## [Supplied data]

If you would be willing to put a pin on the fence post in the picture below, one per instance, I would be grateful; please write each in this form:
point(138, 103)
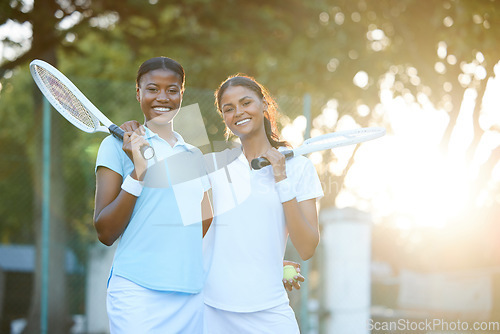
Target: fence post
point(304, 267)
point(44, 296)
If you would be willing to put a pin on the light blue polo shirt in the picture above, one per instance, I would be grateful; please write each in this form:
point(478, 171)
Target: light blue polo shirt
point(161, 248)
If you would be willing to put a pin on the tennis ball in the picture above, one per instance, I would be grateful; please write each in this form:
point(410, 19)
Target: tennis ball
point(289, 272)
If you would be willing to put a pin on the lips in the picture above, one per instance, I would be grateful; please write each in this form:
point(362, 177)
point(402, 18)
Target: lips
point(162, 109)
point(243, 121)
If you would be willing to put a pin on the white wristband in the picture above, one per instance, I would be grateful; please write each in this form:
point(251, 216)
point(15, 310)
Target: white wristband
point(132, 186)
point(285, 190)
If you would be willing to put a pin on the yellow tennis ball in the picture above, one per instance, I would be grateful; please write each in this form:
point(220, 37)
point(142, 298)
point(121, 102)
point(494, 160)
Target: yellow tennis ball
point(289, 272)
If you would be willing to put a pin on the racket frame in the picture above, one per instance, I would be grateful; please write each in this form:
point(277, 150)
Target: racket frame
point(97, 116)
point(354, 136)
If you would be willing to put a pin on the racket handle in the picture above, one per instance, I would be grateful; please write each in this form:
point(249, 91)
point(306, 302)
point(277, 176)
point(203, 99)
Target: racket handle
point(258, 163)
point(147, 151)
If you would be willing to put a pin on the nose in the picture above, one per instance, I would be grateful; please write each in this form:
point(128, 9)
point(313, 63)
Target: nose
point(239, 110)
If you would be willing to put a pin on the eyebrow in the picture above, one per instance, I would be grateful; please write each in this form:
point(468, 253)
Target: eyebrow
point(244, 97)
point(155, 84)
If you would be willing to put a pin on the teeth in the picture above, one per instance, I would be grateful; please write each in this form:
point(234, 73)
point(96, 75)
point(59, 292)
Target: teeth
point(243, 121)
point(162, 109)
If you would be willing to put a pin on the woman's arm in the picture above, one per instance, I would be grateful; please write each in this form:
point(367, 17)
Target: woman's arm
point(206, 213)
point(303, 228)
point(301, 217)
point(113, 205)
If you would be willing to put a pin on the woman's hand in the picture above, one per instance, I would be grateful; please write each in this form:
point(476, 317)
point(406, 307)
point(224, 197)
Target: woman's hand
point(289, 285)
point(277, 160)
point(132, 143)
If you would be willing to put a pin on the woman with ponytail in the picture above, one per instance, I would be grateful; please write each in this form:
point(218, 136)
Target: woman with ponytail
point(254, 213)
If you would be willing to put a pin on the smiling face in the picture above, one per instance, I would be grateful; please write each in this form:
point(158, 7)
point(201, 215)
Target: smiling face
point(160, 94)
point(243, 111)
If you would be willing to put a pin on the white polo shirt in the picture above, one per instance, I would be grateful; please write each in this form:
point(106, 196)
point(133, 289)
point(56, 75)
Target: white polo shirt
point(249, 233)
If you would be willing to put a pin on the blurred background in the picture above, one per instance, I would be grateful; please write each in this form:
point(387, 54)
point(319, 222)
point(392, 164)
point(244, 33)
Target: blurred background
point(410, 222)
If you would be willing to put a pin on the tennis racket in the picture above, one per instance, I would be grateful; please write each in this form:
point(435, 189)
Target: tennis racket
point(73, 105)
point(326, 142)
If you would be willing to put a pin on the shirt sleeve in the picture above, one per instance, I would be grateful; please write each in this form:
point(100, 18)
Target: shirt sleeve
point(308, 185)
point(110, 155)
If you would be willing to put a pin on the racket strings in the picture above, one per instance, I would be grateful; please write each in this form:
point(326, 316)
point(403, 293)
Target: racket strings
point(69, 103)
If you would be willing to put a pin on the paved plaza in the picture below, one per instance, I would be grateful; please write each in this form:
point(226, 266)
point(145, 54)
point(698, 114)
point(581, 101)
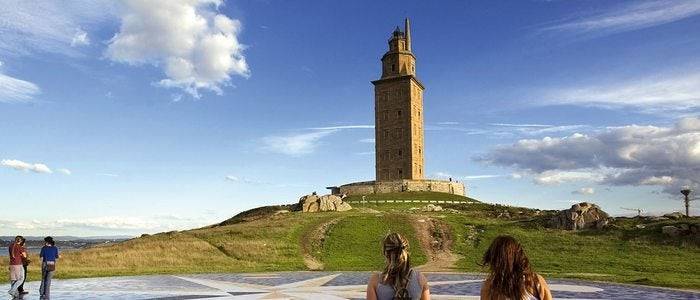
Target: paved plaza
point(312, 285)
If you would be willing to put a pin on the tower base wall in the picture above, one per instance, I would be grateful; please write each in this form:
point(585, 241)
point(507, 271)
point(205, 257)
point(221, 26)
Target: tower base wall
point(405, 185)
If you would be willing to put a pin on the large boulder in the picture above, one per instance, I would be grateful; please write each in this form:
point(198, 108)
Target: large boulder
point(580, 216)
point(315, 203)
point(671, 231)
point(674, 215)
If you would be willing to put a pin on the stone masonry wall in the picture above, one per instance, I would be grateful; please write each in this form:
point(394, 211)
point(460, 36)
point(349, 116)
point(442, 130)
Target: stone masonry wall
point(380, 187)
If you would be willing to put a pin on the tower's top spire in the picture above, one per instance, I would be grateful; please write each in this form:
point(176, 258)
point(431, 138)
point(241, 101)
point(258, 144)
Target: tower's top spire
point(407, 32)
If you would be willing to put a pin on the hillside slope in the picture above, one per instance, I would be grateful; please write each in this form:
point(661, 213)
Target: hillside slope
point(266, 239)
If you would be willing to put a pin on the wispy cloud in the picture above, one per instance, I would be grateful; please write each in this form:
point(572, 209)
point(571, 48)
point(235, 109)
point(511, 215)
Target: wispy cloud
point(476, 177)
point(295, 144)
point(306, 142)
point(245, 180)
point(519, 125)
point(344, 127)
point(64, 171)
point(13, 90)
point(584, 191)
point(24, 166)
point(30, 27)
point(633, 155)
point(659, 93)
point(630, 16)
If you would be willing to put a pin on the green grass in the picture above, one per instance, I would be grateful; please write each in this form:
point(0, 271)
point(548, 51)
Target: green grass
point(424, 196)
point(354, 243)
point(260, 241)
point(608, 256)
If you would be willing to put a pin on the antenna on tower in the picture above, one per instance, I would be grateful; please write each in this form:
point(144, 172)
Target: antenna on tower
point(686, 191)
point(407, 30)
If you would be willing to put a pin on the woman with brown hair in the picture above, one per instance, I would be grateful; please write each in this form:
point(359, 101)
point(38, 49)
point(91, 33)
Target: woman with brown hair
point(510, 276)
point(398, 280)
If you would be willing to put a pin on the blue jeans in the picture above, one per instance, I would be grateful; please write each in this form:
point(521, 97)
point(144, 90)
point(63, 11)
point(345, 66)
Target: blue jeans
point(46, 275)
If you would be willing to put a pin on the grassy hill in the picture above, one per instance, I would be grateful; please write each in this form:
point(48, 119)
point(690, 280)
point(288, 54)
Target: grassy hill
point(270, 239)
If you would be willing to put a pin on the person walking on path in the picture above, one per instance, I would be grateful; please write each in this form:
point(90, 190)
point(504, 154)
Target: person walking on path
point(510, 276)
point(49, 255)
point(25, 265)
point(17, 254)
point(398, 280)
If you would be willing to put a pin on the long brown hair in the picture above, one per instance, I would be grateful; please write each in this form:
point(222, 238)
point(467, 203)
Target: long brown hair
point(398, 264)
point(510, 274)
* * *
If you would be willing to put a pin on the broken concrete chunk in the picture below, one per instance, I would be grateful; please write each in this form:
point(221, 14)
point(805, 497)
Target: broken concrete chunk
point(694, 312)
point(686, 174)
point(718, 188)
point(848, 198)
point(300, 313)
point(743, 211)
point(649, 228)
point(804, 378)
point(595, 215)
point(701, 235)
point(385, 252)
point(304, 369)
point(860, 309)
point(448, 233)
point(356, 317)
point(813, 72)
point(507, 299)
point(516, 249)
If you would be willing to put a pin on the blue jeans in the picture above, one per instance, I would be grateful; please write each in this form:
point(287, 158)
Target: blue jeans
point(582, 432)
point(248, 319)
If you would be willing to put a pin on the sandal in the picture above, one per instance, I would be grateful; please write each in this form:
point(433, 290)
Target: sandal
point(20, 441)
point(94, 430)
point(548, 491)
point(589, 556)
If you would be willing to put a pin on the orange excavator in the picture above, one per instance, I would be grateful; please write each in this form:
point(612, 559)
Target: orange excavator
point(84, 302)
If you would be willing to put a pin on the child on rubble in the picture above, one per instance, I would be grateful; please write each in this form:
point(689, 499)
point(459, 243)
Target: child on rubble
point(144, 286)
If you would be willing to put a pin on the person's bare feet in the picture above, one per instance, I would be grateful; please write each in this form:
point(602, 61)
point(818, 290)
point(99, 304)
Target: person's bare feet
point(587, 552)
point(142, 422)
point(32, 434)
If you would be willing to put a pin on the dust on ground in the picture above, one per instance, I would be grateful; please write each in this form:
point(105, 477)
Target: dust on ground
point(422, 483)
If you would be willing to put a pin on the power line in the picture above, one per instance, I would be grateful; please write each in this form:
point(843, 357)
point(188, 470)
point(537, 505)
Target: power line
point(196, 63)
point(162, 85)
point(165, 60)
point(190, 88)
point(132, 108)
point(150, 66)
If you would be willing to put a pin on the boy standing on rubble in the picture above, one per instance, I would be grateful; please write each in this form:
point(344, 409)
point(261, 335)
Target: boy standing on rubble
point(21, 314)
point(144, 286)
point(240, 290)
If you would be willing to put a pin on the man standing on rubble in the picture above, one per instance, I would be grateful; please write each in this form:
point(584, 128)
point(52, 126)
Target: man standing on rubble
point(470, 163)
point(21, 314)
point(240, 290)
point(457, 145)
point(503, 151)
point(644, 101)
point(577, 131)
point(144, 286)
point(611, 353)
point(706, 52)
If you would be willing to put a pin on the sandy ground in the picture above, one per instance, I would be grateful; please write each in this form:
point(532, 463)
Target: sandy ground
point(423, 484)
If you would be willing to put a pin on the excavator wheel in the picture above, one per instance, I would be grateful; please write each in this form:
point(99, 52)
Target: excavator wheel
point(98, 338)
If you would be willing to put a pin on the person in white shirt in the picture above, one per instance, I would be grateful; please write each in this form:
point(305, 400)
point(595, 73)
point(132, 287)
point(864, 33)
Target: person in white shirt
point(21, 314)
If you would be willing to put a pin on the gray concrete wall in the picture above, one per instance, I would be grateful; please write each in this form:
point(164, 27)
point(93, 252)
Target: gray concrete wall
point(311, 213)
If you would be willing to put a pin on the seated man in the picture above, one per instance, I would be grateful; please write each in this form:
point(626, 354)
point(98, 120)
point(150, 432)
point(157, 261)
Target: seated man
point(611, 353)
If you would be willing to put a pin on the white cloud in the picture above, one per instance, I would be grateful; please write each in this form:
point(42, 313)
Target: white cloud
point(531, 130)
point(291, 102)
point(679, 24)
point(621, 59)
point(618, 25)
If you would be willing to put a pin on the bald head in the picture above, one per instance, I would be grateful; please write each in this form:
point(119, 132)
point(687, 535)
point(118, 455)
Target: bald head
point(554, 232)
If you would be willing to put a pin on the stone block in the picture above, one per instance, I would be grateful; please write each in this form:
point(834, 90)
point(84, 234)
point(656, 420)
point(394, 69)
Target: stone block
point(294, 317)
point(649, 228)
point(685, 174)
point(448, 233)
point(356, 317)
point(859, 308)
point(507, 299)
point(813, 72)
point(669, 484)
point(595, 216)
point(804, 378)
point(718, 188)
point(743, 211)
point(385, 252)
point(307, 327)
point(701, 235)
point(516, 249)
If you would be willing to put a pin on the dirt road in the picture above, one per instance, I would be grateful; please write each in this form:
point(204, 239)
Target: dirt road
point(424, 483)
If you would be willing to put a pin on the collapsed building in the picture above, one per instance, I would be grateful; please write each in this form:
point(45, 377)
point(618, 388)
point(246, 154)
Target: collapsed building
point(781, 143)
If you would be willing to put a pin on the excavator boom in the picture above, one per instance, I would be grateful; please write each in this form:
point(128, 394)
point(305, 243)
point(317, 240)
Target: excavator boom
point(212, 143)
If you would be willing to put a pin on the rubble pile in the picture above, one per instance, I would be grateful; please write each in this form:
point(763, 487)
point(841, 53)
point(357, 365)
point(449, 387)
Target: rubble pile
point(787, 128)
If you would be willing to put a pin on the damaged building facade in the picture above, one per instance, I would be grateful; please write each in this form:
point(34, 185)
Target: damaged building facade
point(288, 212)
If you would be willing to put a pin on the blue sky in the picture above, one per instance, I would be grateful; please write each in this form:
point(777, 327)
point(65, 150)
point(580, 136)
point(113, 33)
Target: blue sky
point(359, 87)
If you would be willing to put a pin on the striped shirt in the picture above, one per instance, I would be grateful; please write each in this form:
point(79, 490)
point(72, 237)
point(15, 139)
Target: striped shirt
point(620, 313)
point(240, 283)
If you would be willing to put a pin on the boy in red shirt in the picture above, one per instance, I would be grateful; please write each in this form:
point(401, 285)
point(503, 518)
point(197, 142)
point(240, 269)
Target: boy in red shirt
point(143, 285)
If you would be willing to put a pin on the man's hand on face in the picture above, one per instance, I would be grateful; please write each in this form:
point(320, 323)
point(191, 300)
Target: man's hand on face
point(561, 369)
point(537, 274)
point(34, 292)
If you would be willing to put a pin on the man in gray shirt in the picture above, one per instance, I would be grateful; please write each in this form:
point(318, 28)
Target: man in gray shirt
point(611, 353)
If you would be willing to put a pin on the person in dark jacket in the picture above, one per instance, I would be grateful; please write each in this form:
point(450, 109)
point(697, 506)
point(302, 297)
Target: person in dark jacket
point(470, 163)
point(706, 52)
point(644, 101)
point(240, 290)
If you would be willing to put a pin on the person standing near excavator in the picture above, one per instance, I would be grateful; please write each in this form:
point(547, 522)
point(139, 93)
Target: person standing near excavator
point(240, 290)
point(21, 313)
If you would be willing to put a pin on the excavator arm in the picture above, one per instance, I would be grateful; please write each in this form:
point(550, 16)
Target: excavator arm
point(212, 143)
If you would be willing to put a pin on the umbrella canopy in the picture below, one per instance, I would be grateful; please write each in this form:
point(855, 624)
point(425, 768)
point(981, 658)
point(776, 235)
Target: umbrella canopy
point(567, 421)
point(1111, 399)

## [Exercise goal]
Copy the material above word for word, from the line with "on the paved" to the line with "point(380, 187)", and leave the pictures out of your answer.

## [Answer to this task]
If you would be willing to put a pin on the paved plaza in the picture below, one per instance, I would be grateful; please write each in this form:
point(226, 266)
point(145, 54)
point(698, 114)
point(581, 101)
Target: paved plaza
point(312, 285)
If you would be willing to put a pin on the tower base wall in the picture above, one per instance, I would be grateful; please write each in this form:
point(585, 241)
point(507, 271)
point(205, 257)
point(221, 26)
Target: tower base wall
point(405, 185)
If you would be willing to put a pin on the large boulder in the picture above, one per instance, I would be grateful; please write each in this form:
point(198, 108)
Target: large boulder
point(580, 216)
point(315, 203)
point(671, 231)
point(674, 215)
If you would be willing to put a pin on the stone masonry wall in the picture above, one per instance, I would be grateful; please write each in this form:
point(394, 211)
point(460, 36)
point(349, 116)
point(442, 130)
Target: stone masonry wall
point(380, 187)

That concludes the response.